As part of its plan to increase domestic oil production, Ukraine embarked on an extensive privatization program for its oil industry. Ukrainian efforts towards privatization began in 1992, but over the last five years the oil industry remained virtually untouched. Oil companies were converted into state-owned joint-stock companies, but further attempts at reform did not occur until this year. The Ukrainian government has now adopted an individualized approach to privatization for each sector of the economy. The oil refining sector is currently in the process of privatization with five of the six refineries already in private hands. In a program developed by the State Property Fund of Ukraine, (SPF) each refinery has its own privatization plan with the distribution of shares varying from refinery to refinery. The plans share four characteristics: preferential subscription to employees in which shares are purchased either with cash or privatization certificates (PCS) at their normal value, sales to financial intermediaries and Ukrainian citizens for PCS and compensation certificates (CCs) in special monthly PC and CC auctions, investment tenders for strategic investors for cash, and state ownership of between 14 percent and 33 percent. Most shares have been distributed for PCS and CCs with little cash being invested in the refineries. The Neftekhimik Prikarpatya refinery (formally Nadvirna refinery) has undergone the most privatization with over 40 percent of shares already distributed. The Galychina refinery (formally Dogobych refinery) is next with almost 40 percent of shares distributed followed by the Lysychansk refinery at roughly 25 percent, the Kherson refinery at 24 percent, and the Odessa refinery at about 20 percent. The Kremenchug refinery has not begun the process of privatization and remains a closed joint-stock company.

----------

* [WHAT YOU NEED TO DO]:
a - Render this sentence from the passage on Ukraine's oil privatization into Spanish: "The Ukrainian government has now adopted an individualized approach to privatization for each sector of the economy."
b - Write what comes next in the passage on Ukraine's oil privatization, starting right after its final sentence.

----------

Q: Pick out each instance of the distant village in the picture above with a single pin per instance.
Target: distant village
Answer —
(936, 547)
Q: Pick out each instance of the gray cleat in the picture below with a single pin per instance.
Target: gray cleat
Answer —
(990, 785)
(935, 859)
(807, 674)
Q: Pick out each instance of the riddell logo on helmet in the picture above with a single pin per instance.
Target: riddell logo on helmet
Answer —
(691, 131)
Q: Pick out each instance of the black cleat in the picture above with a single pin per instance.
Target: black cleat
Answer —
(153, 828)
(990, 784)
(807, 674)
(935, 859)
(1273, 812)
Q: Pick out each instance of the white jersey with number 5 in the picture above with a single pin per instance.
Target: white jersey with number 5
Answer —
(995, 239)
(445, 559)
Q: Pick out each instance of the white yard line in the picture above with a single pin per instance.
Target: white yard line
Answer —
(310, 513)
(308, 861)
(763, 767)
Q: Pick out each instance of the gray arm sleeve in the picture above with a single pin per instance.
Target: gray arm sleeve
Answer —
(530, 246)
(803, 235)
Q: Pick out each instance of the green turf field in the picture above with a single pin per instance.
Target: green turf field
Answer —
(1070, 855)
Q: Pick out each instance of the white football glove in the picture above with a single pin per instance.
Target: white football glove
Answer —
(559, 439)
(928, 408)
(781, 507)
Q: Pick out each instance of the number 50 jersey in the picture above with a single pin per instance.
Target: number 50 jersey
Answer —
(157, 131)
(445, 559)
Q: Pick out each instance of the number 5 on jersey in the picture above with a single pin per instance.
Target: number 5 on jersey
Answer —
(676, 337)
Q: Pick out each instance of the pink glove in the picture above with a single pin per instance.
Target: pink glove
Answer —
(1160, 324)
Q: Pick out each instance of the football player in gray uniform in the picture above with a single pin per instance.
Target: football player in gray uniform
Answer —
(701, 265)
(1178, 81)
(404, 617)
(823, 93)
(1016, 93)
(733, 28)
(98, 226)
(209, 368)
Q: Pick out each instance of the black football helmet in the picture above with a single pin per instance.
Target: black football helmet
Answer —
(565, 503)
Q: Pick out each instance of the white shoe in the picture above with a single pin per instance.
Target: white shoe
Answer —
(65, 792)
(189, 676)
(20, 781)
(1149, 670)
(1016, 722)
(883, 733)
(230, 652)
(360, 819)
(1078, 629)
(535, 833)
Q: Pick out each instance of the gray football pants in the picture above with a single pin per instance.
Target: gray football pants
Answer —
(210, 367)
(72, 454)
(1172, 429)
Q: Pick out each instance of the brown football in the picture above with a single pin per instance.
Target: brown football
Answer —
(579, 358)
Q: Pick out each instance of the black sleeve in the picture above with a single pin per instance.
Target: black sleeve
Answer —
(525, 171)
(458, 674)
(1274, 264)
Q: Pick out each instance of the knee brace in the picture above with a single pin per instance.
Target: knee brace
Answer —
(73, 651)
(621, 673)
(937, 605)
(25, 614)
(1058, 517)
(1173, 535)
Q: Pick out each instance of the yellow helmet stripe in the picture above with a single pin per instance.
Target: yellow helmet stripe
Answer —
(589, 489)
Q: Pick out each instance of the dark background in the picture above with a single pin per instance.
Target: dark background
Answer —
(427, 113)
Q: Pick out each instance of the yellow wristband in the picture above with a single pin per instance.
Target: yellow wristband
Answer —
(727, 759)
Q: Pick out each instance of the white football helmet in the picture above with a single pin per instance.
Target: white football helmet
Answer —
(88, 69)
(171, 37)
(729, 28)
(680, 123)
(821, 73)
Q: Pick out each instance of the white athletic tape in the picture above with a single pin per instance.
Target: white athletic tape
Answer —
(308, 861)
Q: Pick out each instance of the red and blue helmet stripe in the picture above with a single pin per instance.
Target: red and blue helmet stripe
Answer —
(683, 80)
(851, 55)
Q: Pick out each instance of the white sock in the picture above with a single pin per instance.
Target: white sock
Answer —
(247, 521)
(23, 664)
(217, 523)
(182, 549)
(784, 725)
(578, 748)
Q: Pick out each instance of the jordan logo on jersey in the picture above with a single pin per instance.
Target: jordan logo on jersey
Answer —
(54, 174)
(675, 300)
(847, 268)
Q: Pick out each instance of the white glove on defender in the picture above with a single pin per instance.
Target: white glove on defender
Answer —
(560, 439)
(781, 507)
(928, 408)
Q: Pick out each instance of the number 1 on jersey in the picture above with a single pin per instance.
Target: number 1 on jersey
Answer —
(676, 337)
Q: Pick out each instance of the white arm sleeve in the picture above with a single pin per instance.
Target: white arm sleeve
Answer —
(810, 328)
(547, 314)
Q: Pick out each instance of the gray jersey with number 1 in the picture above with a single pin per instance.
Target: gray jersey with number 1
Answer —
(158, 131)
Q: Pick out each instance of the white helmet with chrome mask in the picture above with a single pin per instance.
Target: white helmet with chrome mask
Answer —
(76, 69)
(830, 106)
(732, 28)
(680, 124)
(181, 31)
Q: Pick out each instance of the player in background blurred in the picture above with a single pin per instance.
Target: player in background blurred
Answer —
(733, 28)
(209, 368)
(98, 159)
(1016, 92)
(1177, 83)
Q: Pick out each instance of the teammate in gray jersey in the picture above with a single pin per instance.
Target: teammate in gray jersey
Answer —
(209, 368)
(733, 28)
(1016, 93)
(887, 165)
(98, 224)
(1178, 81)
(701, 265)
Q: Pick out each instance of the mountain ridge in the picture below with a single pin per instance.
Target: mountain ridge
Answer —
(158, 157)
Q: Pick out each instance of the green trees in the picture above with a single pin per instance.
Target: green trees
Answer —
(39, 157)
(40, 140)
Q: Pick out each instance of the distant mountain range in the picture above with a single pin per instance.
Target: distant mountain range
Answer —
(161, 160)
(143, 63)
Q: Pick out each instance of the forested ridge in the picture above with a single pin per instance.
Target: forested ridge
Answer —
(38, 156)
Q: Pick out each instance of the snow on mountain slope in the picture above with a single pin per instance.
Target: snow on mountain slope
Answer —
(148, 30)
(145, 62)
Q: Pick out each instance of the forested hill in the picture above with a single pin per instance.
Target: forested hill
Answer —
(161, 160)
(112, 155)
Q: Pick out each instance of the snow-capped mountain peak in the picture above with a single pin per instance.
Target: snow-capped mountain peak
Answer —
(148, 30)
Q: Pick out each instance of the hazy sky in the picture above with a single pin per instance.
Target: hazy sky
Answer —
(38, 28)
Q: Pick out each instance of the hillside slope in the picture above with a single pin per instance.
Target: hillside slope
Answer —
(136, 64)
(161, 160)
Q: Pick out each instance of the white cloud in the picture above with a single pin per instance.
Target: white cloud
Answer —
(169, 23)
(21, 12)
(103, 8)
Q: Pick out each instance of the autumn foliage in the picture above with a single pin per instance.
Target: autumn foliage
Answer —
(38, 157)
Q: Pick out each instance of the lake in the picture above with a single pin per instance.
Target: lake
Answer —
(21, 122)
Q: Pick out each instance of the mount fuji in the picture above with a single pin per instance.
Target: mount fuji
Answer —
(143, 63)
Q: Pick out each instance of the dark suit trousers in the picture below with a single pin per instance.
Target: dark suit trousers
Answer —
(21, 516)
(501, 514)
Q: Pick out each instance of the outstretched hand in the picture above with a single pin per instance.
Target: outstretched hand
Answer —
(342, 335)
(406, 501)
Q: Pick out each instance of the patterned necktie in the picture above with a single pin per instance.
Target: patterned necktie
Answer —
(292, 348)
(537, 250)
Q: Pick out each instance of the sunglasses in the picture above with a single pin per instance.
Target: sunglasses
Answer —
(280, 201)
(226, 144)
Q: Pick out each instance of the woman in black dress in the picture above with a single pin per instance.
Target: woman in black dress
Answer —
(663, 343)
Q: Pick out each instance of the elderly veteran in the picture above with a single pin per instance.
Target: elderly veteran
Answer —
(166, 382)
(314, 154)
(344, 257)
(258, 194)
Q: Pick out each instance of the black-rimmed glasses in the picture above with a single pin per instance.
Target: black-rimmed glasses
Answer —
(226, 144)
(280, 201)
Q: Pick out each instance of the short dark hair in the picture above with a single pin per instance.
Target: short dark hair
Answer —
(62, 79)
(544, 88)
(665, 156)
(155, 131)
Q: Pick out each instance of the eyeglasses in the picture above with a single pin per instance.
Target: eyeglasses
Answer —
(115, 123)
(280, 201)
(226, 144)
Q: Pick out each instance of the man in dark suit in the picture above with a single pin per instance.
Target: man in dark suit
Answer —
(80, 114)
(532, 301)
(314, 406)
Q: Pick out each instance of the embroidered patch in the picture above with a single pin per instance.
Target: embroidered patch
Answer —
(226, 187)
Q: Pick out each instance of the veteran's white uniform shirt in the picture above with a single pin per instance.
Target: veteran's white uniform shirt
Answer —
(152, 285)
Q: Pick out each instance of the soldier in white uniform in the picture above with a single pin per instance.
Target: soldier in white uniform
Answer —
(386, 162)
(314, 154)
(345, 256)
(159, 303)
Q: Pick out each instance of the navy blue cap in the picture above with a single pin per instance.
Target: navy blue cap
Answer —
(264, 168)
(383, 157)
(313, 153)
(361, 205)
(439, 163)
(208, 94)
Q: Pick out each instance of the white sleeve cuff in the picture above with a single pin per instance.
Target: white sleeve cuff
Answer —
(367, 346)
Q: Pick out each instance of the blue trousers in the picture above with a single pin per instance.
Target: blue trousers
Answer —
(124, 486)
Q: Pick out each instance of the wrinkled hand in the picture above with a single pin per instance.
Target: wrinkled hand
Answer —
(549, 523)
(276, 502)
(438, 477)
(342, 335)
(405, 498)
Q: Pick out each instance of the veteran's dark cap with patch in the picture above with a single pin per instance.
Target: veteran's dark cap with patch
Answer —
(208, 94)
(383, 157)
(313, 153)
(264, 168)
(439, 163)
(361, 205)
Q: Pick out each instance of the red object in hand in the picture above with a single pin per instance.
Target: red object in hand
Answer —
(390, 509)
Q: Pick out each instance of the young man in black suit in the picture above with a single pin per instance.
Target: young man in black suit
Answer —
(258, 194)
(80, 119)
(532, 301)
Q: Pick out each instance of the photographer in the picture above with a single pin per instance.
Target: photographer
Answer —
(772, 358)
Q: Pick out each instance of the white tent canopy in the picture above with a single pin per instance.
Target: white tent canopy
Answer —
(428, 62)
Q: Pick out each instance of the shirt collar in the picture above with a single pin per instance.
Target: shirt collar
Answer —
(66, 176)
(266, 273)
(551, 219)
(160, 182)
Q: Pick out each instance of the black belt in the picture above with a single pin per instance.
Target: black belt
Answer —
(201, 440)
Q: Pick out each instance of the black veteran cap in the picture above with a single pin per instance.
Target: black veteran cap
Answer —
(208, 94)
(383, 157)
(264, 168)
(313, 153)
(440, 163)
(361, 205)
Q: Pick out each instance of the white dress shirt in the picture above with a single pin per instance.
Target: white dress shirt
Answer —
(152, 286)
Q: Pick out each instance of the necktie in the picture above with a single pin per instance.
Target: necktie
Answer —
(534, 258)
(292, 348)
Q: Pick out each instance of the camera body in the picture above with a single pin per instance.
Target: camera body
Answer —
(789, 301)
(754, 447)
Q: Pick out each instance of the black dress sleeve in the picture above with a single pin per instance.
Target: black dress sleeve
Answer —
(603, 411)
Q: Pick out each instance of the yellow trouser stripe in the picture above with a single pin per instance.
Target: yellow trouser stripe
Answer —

----------

* [TASK-BY-TASK OUTPUTS]:
a - El gobierno ucraniano ha adoptado ahora un enfoque individualizado de la privatización para cada sector de la economía.

b -
NATURAL GAS

Ukraine's gas industry continues to be plagued by huge debts caused mostly by unpaid gas bills. Ukrainian gas consumers have run up billions of dollars worth of debt with the help of lax controls on non-paying customers and government subsidies for domestic consumption. This left the country's gas suppliers without money to pay for imports. In an attempt to alleviate the debts, the Cabinet of Ministers issued a resolution which allowed gas companies to cut off gas supplies to companies and individuals who refused to pay their bills. The resolution also ordered debtors to pay off outstanding debts by October 1, 1997.

Ukraine's gas industry relies heavily on gas imports, primarily from Russia and Turkmenistan. In recent years, both countries have halted and reduced gas supplies due to Ukraine's inability to pay off large debts, but recently some progress has been made. In May 1997, Ukraine reportedly paid off 90% of its 1996 gas debt owed to the Russian gas company Gazprom. In addition, Ukraine confirmed that it agreed to pay a $302 million debt for supplies of natural gas from Turkmenistan for 1996 and the first four months of 1997.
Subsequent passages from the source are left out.